--- start ---
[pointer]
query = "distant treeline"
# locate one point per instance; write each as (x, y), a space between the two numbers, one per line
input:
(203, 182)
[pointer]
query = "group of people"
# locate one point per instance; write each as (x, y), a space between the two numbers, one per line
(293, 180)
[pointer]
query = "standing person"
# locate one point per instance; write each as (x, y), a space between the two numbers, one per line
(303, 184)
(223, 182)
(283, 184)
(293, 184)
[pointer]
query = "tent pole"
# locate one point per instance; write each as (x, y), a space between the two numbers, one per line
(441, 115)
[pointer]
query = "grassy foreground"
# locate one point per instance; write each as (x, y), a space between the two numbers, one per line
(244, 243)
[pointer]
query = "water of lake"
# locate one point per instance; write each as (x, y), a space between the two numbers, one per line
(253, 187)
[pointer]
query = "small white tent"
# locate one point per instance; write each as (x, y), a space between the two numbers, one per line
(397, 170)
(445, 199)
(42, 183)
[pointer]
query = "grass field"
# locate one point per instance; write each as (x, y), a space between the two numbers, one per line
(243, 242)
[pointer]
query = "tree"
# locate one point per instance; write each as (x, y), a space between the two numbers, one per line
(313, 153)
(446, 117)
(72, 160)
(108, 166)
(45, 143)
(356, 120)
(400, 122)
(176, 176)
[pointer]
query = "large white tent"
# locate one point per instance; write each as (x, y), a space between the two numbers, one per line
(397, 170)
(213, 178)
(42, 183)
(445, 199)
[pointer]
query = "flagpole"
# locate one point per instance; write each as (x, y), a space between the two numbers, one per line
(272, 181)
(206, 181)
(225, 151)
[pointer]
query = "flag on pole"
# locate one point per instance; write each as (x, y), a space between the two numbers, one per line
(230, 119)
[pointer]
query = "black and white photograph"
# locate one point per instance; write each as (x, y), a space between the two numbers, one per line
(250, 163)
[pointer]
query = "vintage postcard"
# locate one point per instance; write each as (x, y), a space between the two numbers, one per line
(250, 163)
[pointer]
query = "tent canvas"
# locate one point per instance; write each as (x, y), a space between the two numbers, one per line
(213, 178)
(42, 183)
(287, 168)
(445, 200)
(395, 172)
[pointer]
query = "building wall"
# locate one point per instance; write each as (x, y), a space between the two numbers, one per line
--- end ---
_WHAT TO DO:_
Collect every line in the listing above that contains the word "white". Case counts.

_FULL ANSWER:_
query = "small white tent"
query = "large white tent"
query = "black and white photograph"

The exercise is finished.